Saved data entries
— Begin —

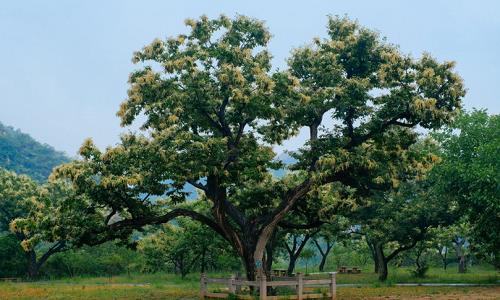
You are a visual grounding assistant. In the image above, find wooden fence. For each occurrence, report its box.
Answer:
[200,272,337,300]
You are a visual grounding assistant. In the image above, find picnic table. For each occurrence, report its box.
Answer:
[338,266,361,274]
[272,269,288,277]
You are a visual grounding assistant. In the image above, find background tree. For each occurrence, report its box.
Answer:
[138,218,238,278]
[40,16,464,279]
[284,229,319,276]
[312,217,349,272]
[435,111,500,268]
[357,173,455,281]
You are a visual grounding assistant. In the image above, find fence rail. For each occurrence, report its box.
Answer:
[200,272,337,300]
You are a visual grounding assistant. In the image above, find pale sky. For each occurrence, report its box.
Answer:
[0,0,500,156]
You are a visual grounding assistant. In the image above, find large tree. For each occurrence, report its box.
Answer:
[34,16,464,279]
[0,168,74,277]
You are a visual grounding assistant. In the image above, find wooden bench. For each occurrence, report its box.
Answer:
[272,269,287,277]
[0,277,21,282]
[338,266,361,274]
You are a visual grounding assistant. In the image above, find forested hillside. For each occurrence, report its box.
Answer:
[0,123,69,182]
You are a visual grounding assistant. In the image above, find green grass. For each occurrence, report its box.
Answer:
[0,281,500,300]
[298,265,500,285]
[0,266,500,300]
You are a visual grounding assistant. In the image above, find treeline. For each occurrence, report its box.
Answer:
[0,123,69,182]
[0,16,500,281]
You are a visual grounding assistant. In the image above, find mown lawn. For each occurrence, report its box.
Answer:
[0,267,500,300]
[0,283,500,300]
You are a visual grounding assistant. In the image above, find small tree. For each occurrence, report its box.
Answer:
[434,111,500,268]
[300,248,315,274]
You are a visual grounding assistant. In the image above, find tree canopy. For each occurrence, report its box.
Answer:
[21,16,465,278]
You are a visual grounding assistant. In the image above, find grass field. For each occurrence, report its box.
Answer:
[0,268,500,300]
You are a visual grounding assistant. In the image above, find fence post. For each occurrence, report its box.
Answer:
[330,272,337,300]
[259,272,267,300]
[200,273,207,299]
[229,274,236,294]
[236,272,241,294]
[297,272,304,300]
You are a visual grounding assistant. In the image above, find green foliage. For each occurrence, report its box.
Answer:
[0,168,41,232]
[138,218,241,278]
[0,123,69,183]
[41,243,143,278]
[24,16,465,277]
[434,111,500,267]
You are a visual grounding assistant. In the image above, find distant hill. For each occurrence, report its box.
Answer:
[0,123,69,182]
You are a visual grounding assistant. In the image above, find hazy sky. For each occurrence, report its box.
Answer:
[0,0,500,156]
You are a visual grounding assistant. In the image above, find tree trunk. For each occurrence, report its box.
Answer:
[455,240,467,273]
[26,250,40,279]
[366,239,379,274]
[374,243,388,281]
[201,247,207,273]
[313,239,334,272]
[286,256,297,276]
[265,243,274,274]
[319,255,327,272]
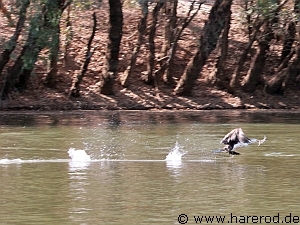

— End —

WORK REQUIRED: Lay out the data as a Markdown table with the columns "Row" and "Line", starting at the line that contains "trunk. For each occurrence, report its box." and ending at the close of the data, both ends included. Give each nonblank line its own numbered row, and leave the pictures out.

TASK SOLUTION:
| Row | Line |
|---|---|
| 1 | You are a visual grounding assistant. In the image above, find tree trunk. For each occurrence, report its box. |
| 2 | Answer: |
| 3 | [455,240,467,273] |
| 4 | [26,250,40,279] |
| 5 | [366,239,379,274] |
| 6 | [374,243,388,281] |
| 7 | [201,247,207,273] |
| 8 | [313,239,334,272] |
| 9 | [286,256,297,276] |
| 10 | [265,243,274,274] |
| 11 | [319,255,327,272] |